=== EXERCISE DIRECTIONS ===
Going through the entries below, copy out each line that contains "Category".

=== STORED DATA ===
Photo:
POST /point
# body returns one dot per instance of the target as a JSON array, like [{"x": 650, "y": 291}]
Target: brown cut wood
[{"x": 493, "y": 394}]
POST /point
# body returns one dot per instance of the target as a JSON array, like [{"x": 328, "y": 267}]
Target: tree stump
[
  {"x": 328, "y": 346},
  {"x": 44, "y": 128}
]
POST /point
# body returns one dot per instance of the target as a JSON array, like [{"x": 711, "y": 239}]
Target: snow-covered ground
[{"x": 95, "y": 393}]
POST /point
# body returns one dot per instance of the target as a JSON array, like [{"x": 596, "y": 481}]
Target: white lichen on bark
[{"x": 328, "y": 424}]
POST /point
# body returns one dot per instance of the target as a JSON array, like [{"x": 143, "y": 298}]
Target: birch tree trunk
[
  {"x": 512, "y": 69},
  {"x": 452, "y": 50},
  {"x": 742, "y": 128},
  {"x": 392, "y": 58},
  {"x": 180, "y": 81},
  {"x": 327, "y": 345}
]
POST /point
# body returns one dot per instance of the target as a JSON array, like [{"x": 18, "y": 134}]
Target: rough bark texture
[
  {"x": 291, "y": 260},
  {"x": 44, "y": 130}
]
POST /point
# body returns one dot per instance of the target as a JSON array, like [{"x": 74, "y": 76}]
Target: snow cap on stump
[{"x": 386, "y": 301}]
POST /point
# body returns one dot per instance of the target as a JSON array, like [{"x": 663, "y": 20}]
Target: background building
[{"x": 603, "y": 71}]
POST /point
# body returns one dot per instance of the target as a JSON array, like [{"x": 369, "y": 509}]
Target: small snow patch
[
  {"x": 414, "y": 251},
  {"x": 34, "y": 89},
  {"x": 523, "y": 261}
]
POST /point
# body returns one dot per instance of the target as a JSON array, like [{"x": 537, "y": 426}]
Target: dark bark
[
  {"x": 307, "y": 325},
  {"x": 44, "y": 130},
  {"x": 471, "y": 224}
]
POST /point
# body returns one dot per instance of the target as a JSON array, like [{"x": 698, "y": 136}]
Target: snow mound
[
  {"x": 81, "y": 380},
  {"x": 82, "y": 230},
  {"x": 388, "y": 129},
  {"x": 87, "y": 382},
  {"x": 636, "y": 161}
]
...
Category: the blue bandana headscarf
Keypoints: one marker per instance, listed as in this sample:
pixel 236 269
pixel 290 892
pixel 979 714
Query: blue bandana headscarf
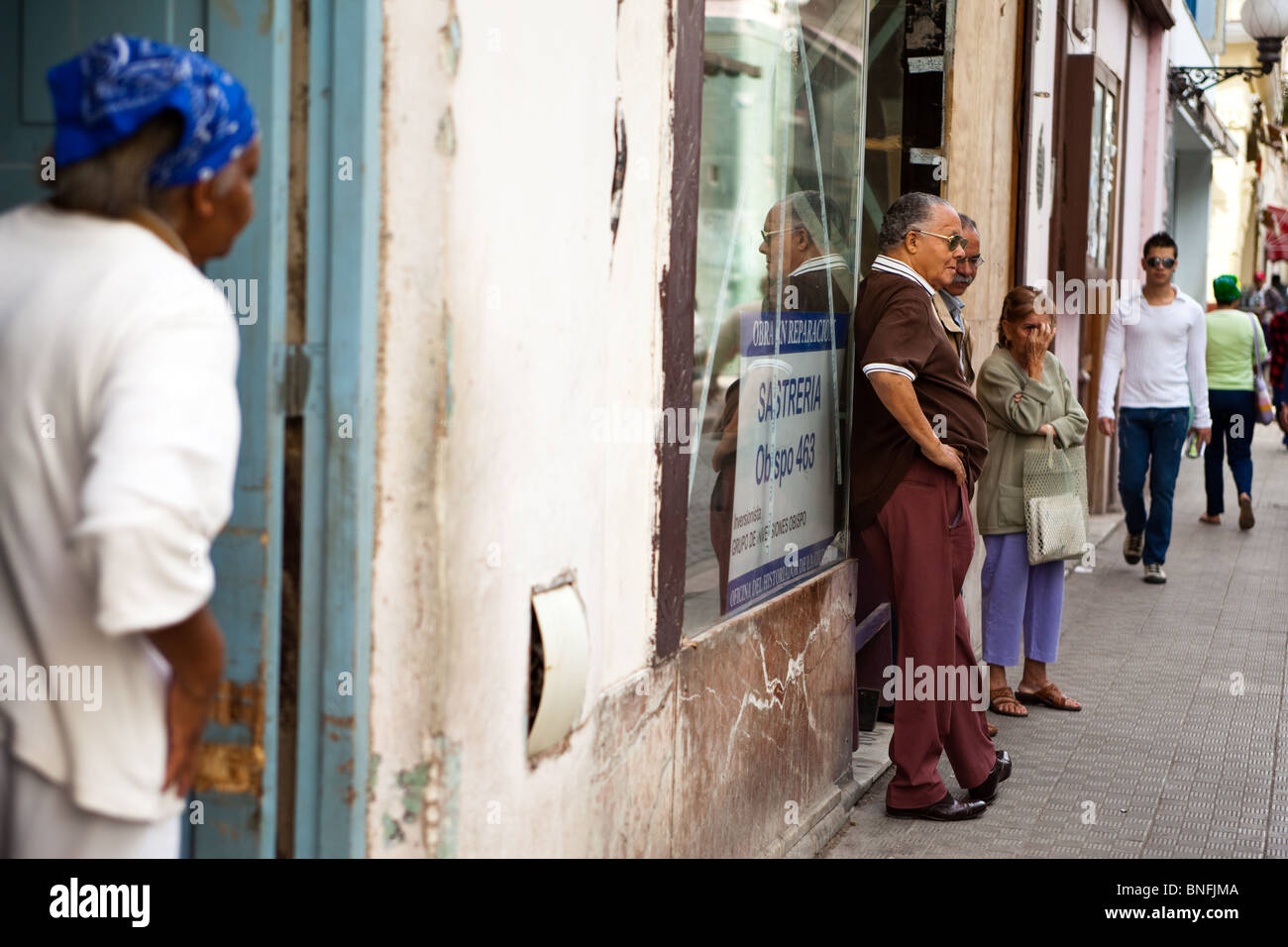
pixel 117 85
==
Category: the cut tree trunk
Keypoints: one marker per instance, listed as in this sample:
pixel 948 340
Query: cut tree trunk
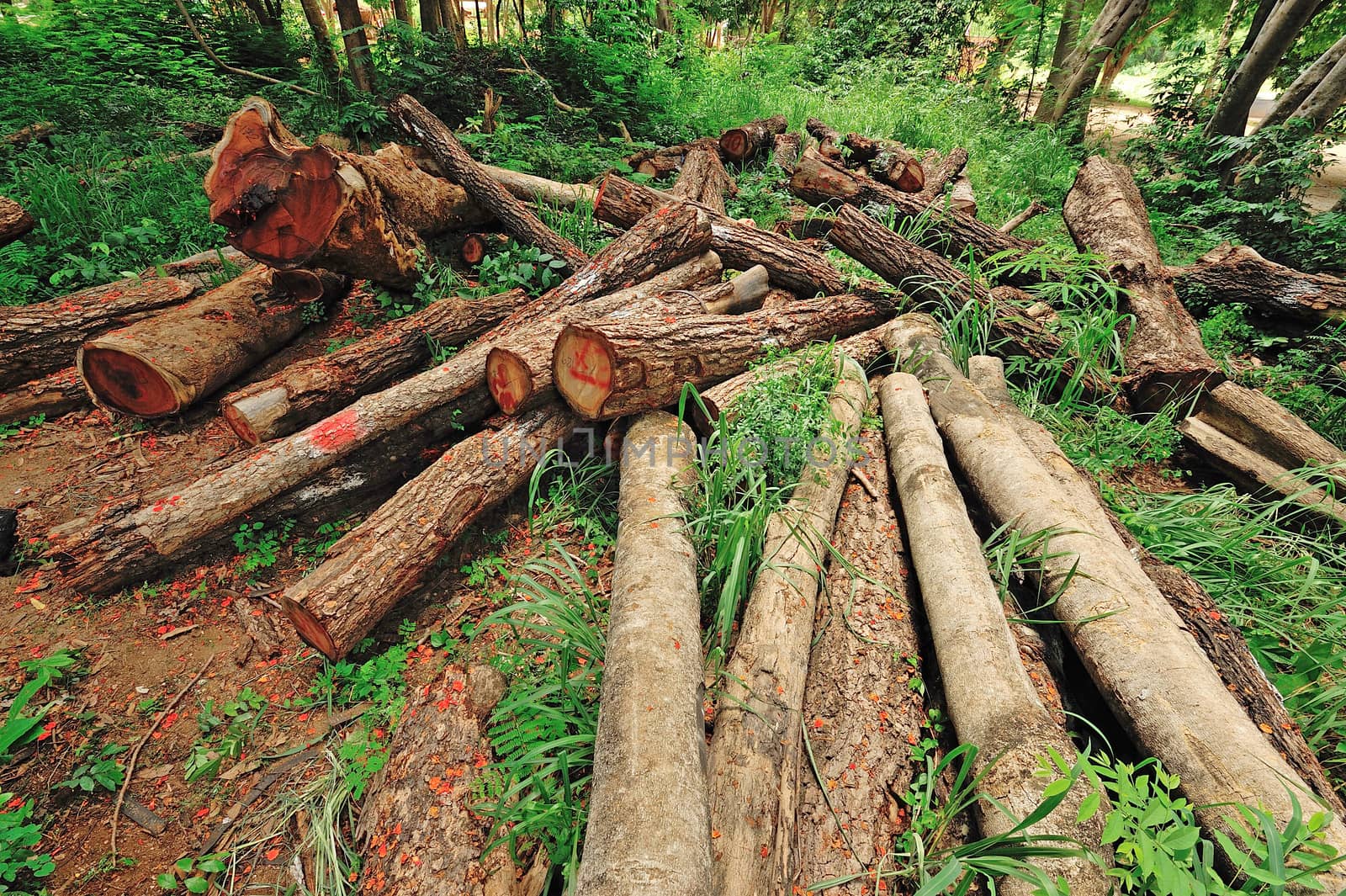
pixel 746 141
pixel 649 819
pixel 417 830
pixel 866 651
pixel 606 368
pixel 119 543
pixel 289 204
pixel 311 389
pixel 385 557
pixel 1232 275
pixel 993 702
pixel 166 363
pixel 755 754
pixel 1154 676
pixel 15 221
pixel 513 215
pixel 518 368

=== RESPONSE BOX ===
Category: the blue bandana headscarf
Category: the cut tree trunk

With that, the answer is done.